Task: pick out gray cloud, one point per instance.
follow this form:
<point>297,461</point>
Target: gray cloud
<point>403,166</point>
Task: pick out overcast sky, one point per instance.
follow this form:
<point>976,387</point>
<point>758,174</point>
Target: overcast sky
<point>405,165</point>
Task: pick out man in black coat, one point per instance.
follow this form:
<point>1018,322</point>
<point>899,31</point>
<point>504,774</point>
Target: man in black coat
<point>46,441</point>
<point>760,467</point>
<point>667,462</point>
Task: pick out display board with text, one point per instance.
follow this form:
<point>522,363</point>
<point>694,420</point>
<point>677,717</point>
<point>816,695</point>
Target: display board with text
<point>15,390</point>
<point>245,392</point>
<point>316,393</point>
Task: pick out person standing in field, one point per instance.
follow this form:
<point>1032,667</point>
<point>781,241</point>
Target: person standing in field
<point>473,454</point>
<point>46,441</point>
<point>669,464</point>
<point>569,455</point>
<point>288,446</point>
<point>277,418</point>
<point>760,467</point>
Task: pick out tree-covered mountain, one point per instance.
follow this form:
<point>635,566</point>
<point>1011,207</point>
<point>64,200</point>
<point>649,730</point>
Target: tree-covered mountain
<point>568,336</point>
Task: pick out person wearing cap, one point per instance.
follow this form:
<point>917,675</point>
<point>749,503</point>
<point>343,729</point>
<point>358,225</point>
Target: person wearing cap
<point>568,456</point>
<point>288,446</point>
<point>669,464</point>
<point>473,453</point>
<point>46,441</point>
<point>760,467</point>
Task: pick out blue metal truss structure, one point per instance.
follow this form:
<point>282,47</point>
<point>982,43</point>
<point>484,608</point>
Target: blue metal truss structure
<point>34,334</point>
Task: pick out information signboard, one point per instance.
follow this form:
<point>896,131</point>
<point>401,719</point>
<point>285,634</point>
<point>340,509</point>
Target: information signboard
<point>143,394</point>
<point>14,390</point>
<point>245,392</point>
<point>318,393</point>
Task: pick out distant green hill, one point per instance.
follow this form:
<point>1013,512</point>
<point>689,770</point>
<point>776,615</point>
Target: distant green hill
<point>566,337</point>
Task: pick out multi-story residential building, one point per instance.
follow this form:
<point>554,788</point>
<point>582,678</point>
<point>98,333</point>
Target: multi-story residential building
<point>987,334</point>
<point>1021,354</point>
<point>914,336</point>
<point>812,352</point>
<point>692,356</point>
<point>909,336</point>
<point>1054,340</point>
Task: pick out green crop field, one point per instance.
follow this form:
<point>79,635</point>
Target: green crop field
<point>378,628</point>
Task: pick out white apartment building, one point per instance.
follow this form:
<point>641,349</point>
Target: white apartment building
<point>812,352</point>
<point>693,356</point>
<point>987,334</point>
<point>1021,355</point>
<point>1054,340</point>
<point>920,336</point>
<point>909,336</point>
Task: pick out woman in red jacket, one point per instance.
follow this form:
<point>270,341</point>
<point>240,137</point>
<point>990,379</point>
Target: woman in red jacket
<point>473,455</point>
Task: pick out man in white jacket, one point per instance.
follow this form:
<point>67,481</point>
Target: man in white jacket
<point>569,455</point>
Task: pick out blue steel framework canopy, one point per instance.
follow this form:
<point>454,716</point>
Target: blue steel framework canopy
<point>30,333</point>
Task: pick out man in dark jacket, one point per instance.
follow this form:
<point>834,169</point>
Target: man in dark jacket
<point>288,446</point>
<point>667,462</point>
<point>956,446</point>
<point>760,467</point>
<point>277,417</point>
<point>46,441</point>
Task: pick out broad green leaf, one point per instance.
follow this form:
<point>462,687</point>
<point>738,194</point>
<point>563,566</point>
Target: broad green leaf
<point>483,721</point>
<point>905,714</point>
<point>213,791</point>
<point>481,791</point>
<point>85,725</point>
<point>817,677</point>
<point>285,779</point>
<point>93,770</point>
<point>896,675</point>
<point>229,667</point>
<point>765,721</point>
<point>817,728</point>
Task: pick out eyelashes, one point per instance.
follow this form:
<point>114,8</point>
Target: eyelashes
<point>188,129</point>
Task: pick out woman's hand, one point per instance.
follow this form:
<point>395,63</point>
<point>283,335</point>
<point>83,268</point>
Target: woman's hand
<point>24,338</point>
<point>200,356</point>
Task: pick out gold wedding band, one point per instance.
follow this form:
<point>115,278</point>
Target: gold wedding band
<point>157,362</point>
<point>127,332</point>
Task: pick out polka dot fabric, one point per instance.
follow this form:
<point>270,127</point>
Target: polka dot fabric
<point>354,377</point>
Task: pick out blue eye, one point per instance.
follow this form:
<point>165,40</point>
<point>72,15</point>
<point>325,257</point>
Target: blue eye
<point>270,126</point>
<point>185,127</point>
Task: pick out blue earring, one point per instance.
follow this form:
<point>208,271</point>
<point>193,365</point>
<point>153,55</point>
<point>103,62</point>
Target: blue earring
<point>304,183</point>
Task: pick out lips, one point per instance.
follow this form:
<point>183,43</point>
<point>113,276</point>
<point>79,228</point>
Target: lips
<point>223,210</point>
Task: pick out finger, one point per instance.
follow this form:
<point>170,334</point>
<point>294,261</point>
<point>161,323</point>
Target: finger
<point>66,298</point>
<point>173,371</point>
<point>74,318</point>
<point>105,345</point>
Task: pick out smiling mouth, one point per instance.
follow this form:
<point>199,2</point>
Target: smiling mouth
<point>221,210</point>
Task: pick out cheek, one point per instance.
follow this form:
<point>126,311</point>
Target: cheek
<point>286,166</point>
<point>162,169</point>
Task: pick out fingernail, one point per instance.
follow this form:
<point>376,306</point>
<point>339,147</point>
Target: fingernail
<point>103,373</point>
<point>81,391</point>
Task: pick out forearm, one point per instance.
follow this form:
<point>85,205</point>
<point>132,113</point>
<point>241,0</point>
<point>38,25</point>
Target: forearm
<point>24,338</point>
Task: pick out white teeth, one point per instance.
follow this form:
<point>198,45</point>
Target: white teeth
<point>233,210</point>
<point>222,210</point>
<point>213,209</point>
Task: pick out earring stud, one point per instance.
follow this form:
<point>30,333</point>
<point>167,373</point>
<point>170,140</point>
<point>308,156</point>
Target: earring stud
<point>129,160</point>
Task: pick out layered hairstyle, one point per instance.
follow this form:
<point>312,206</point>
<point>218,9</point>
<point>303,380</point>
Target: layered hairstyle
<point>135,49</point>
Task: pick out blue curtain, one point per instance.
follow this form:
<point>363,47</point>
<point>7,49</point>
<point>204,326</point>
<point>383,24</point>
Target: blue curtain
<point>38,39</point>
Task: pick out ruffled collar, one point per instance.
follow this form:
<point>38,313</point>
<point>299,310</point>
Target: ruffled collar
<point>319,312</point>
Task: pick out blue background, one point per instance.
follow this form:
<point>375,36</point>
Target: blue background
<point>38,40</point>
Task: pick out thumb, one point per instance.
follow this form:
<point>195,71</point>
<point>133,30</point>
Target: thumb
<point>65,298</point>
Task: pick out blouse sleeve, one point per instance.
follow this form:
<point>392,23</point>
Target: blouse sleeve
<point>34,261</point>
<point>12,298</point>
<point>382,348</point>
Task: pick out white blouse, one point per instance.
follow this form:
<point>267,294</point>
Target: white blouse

**Stated problem**. Put the lines of the listing into a numbered list, starting with the line that contains "Task: pick out lips, one point per instance." and ending after the line that contains "<point>223,210</point>". Omit any blank lines.

**Response**.
1. Task: pick out lips, one point per instance.
2. follow this form:
3. <point>183,43</point>
4. <point>113,276</point>
5. <point>79,228</point>
6. Target: lips
7. <point>223,210</point>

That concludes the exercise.